**WHAT NEEDS TO BE DONE:** Gather every line of the material below that contains the word "overcast", and copy each of those lines in full.

**RECORDS:**
·····

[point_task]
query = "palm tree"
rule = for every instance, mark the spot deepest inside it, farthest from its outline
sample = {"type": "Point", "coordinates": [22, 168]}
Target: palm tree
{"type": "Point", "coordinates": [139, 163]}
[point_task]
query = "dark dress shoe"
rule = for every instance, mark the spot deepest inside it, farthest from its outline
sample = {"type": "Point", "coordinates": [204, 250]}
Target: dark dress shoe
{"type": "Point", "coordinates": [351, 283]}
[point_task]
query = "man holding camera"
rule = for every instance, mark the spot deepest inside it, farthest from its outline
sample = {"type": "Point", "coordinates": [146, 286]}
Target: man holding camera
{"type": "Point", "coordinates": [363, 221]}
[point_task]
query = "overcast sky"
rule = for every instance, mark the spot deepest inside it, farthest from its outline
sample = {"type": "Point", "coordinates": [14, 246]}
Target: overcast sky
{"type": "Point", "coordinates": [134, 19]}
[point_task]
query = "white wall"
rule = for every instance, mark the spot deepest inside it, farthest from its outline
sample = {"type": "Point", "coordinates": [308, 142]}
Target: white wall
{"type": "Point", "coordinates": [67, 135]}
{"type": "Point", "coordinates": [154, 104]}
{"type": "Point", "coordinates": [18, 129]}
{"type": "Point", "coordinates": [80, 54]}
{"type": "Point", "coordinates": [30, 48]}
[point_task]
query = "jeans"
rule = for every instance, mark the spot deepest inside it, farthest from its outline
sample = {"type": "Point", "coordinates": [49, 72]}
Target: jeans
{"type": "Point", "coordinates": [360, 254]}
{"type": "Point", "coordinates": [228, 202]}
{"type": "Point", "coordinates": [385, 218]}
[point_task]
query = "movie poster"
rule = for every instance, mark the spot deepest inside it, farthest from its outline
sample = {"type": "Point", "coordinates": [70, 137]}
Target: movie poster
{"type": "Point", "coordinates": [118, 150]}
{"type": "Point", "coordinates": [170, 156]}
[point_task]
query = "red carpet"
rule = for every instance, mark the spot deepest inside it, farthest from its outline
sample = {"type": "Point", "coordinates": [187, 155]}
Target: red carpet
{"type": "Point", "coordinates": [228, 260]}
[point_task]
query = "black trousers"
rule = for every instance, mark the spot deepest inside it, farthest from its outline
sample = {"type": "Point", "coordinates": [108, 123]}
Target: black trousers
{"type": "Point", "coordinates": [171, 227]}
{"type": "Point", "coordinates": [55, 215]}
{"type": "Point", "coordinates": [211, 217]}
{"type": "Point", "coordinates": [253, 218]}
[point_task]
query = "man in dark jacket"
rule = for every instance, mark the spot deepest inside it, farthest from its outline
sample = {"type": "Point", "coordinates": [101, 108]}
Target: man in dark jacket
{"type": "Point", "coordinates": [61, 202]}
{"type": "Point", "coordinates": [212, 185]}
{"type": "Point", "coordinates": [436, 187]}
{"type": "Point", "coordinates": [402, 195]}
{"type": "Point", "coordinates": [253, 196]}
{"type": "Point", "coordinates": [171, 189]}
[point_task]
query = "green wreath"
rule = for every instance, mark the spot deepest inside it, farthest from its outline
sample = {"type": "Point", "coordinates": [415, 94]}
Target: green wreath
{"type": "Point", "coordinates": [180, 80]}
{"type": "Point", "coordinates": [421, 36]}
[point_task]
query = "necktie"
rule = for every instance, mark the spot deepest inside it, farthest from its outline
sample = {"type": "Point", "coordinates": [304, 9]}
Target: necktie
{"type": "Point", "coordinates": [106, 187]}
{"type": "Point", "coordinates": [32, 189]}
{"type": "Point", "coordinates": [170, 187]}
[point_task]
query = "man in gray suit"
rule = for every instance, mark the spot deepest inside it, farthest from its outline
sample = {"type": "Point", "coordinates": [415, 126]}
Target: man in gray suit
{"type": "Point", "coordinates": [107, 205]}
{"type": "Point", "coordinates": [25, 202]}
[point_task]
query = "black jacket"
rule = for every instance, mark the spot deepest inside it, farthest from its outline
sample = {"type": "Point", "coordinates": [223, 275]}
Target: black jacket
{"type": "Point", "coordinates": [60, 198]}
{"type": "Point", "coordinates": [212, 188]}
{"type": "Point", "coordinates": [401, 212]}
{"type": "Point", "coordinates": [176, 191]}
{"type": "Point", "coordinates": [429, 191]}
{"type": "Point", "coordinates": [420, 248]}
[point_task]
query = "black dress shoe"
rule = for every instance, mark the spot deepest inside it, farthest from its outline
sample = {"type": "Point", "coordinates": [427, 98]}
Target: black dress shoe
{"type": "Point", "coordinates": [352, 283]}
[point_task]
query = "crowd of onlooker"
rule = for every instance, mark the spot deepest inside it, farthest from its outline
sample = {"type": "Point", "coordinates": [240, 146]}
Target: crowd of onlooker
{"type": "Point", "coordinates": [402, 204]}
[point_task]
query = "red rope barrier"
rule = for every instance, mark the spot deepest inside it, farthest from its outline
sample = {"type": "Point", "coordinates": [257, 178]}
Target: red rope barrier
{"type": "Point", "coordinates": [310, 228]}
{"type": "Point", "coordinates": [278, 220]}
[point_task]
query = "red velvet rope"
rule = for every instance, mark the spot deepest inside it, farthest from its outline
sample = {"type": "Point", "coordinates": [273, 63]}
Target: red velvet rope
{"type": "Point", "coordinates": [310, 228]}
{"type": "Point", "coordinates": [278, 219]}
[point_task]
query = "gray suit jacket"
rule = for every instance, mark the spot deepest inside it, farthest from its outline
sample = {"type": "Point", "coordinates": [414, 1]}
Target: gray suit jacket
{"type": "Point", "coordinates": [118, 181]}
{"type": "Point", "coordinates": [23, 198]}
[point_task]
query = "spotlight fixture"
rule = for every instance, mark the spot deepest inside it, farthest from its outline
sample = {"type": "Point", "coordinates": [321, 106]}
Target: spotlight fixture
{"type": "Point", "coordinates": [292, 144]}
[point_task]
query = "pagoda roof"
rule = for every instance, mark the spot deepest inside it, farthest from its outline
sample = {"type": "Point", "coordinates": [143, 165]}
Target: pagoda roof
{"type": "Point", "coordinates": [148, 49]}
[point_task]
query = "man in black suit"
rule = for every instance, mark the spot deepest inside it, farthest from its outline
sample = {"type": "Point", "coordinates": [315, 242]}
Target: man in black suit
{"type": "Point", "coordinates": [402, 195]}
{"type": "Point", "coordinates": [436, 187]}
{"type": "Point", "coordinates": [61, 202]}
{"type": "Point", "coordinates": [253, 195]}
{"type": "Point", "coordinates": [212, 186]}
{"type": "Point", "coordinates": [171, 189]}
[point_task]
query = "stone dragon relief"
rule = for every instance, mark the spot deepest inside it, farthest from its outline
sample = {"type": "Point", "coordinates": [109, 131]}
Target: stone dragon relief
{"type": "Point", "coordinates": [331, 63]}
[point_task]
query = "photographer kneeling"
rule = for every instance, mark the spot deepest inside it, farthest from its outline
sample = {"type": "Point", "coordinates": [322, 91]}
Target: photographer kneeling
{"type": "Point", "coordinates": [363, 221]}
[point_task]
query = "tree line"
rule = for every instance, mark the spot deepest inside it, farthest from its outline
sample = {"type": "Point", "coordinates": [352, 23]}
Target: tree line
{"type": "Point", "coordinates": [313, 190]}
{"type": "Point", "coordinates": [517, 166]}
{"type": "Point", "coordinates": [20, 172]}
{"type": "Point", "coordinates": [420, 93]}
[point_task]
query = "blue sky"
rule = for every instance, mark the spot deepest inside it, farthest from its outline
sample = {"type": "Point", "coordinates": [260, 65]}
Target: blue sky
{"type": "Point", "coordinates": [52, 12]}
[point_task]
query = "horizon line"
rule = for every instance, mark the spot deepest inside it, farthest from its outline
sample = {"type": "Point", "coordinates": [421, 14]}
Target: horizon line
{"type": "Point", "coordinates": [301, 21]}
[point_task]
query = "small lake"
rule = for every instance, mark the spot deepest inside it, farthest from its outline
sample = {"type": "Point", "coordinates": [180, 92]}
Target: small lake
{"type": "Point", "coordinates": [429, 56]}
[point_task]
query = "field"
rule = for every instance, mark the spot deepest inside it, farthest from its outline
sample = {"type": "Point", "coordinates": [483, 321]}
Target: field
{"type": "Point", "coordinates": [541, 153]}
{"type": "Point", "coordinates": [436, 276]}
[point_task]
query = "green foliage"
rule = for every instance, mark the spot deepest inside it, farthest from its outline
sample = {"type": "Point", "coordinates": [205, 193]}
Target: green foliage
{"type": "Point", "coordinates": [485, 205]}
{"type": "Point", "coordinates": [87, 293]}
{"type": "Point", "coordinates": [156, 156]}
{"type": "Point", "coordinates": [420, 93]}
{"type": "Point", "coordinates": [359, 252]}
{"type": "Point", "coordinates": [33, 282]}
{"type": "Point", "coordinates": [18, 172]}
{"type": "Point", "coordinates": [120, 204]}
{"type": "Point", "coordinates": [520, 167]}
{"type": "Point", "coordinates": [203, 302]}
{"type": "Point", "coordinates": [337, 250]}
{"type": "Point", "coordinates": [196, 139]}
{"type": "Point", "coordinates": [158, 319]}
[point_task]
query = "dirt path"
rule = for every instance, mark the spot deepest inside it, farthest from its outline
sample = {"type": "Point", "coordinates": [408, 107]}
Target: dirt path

·····

**WRITTEN SOLUTION:**
query = "overcast sky"
Target: overcast sky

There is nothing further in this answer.